Wednesday, May 6, 2009

There are no words for...

Well, Day 11 is ending. It's been quite a ride. A slow, painful, frustrating, infuriating, numbing ride. When I arrived Dad was in the hospital hospice ward. He could get to/from the bathroom with a little assistance and was eating a few bites of solid hospital foods. He could speak, hoarsely, but words were there. Three days after my arrival, I brought him home. Nothing much changed the next day or so, but on the tail end of the second day going into day three, he started heading downhill fast. He suddenly couldn't get to the bathroom on his legs even with my assistance. His appetite, as little as it had been, bottomed out to nothing. He has become mostly unresponsive and taking his meds in liquid form as its the only way to get them in him.

Now, my mother, being one of those mothers that fixes all things with food, simply wasn't grasping the fact that food was no longer an option. But when she was made to understand this fact, it seemed to be the only way she was capable of "helping". She abdicated her mind and has been fuzzy on the business that needs to be taken care of...financial, as well as burial arrangements. This mother and father of mine, that had always been ultimately responsible and foresightful, failed to make plans for their eventual demise. Absolutely no plans had been made and they were clueless as to what they were to do. Now, as abdicated as she may be, she still has not relinqueshed the real "power". I my typical get-things-done manner, I have made phone calls, researched, and laid out the options...better yet, the best option. All that is needed is the say so to move forward. But that is not coming. As if I haven't done or said a word on any of the subjects, she will meander her conversations into "plans" that she thinks things should be. And they couldn't be any further from reality, much less a workable option.

__Required work__.
**A.** Echo the blog post word for word, between "There are no" and "them in him.", inclusive.
**B.** Answer these about the blog post:
(i) Where was Dad when the writer arrived?
(ii) How many days after arriving did the writer bring him home?
(iii) In what form does he now take his meds?
**C.** According to the blog post, why is Dad now taking his meds in liquid form?
The rows that come next have nothing to do with the blog post.

__Given records__.
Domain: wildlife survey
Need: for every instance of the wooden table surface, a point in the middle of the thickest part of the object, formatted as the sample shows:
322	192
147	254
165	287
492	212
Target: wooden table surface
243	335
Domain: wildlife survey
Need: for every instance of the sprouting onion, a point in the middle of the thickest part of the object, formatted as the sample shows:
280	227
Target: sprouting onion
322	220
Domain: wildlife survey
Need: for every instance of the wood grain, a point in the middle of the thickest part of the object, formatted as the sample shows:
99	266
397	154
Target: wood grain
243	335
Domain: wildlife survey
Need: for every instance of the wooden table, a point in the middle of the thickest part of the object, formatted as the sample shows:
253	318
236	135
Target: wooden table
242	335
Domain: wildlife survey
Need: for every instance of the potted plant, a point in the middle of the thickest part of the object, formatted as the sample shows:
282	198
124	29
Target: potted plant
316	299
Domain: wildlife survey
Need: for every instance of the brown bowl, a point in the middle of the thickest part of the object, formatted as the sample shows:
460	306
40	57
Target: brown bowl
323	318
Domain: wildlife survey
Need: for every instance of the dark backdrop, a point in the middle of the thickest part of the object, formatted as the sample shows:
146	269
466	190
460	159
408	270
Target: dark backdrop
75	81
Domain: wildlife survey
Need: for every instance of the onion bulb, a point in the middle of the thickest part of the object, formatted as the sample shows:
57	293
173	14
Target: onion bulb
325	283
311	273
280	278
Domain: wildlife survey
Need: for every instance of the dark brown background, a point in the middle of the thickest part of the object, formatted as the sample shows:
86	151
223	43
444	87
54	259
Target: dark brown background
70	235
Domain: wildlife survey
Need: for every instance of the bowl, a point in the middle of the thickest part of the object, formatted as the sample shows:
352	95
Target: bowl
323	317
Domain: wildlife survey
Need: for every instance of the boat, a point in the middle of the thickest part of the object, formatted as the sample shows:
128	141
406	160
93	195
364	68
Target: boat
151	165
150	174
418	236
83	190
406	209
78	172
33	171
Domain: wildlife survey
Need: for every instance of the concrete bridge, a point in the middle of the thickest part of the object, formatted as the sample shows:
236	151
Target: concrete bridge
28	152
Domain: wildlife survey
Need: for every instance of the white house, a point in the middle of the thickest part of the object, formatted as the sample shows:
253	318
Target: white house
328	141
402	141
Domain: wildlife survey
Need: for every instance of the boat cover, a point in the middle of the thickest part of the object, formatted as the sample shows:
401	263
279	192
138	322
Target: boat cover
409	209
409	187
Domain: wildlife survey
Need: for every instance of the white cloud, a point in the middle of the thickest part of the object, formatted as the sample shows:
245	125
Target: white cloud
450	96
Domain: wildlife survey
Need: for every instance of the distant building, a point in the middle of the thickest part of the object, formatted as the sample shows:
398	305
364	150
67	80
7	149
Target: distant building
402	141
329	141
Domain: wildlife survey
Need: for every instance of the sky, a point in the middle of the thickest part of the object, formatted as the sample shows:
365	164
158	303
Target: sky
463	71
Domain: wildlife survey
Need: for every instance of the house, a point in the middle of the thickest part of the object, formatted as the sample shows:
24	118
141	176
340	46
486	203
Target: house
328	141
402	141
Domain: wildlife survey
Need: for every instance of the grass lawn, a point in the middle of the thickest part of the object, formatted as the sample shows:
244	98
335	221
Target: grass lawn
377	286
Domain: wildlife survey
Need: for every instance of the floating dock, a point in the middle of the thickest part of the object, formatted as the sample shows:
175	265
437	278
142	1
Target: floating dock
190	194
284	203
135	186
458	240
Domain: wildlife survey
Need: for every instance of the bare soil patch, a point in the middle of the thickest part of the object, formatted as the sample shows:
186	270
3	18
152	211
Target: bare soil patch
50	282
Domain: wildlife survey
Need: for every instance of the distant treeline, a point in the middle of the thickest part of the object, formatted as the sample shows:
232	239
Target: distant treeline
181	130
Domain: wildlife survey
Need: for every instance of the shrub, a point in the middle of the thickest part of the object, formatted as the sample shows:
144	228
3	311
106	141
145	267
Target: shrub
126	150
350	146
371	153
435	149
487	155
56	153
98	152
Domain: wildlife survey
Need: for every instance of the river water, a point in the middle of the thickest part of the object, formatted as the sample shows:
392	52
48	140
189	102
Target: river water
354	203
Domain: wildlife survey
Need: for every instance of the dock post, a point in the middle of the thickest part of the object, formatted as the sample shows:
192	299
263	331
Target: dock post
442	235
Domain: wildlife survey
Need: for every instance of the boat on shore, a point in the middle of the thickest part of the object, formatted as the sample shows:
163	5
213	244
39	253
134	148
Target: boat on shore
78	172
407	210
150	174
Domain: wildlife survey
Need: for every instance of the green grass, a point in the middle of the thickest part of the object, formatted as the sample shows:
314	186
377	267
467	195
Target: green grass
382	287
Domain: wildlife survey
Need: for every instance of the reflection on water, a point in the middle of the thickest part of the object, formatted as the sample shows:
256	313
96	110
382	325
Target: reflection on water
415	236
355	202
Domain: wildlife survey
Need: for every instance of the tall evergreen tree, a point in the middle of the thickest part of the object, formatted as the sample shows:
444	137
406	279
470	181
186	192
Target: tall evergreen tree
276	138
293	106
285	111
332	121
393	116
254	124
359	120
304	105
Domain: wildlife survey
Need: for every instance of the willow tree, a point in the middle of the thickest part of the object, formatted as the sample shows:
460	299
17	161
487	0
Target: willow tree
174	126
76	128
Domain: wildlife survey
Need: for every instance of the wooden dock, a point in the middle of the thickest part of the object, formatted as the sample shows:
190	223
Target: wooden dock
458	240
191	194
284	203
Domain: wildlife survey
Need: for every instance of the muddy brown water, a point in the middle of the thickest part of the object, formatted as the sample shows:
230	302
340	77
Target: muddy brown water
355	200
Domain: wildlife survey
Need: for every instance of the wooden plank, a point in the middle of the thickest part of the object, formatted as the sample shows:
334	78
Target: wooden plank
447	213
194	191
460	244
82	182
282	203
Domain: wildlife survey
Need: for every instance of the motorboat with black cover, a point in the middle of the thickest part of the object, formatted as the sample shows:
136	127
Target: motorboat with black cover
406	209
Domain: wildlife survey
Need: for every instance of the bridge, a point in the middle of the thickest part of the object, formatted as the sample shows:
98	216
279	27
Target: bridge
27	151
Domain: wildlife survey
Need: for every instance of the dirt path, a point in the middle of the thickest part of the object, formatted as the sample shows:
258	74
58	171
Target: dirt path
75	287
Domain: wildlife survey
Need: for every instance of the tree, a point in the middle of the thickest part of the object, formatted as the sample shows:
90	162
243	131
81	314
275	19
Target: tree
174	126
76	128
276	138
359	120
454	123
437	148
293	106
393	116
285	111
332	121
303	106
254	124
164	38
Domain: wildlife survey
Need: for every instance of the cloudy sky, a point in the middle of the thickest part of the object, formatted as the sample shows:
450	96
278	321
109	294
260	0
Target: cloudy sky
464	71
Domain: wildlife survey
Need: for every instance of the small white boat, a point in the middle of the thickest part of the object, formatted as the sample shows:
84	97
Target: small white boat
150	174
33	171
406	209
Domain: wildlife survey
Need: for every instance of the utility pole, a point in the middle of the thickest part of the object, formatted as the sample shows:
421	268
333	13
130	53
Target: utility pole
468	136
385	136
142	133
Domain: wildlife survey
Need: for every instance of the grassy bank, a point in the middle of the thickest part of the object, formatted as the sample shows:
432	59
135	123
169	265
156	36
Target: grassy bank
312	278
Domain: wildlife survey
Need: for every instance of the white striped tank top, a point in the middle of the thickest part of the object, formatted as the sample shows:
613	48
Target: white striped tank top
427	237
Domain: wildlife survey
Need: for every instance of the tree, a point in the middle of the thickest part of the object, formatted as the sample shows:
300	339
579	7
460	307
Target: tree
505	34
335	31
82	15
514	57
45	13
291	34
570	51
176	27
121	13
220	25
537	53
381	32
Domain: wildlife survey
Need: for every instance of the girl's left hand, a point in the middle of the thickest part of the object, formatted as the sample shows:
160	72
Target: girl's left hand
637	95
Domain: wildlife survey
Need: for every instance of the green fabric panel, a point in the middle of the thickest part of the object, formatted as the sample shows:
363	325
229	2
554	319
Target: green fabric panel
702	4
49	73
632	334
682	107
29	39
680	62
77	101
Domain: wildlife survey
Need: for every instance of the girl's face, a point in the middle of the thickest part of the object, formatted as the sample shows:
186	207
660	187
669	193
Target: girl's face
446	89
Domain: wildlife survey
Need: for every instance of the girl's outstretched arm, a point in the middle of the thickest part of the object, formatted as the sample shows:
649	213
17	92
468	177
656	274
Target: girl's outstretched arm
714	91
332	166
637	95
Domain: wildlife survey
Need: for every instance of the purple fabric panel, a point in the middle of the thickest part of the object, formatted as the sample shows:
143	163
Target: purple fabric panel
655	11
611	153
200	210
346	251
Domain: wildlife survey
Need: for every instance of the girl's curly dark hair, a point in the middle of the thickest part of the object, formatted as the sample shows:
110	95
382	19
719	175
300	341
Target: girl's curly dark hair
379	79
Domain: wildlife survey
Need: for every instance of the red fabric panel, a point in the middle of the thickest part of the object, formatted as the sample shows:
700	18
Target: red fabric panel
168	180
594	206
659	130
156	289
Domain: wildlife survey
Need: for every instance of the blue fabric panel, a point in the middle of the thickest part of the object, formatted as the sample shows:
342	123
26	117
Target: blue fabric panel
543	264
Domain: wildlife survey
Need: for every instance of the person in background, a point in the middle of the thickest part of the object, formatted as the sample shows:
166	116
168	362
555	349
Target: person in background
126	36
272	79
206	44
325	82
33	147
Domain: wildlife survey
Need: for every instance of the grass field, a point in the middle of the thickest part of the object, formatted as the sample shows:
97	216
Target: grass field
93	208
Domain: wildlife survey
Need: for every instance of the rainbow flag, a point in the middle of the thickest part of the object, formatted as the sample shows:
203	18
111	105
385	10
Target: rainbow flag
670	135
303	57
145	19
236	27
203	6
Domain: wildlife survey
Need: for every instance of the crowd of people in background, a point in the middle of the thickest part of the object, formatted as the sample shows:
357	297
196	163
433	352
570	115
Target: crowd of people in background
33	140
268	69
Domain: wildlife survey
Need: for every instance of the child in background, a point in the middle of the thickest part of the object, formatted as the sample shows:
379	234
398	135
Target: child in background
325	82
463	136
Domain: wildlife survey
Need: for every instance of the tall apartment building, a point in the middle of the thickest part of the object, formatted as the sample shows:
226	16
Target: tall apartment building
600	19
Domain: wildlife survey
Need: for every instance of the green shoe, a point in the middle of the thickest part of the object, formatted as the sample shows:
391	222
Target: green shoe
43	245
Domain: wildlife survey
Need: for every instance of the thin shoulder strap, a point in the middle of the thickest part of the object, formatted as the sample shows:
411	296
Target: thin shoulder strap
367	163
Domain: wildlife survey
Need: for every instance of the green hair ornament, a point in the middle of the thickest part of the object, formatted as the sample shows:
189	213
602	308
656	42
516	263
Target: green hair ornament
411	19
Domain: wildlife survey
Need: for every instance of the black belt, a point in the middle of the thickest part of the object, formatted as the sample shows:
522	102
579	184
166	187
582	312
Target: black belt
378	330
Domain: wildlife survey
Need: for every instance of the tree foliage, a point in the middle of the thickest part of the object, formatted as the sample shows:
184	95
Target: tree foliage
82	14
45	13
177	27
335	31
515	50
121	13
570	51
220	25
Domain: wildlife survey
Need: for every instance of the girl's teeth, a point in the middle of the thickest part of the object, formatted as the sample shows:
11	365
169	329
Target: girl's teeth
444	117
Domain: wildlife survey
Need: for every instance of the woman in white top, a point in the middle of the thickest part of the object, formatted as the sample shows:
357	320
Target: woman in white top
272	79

__Task results__.
**A.**
There are no words for...

Well, Day 11 is ending. It's been quite a ride. A slow, painful, frustrating, infuriating, numbing ride. When I arrived Dad was in the hospital hospice ward. He could get to/from the bathroom with a little assistance and was eating a few bites of solid hospital foods. He could speak, hoarsely, but words were there. Three days after my arrival, I brought him home. Nothing much changed the next day or so, but on the tail end of the second day going into day three, he started heading downhill fast. He suddenly couldn't get to the bathroom on his legs even with my assistance. His appetite, as little as it had been, bottomed out to nothing. He has become mostly unresponsive and taking his meds in liquid form as its the only way to get them in him.

**B.**
(i) In the hospital hospice ward.
(ii) Three days.
(iii) In liquid form.

**C.** It's the only way left to get the meds into him. He has become mostly unresponsive.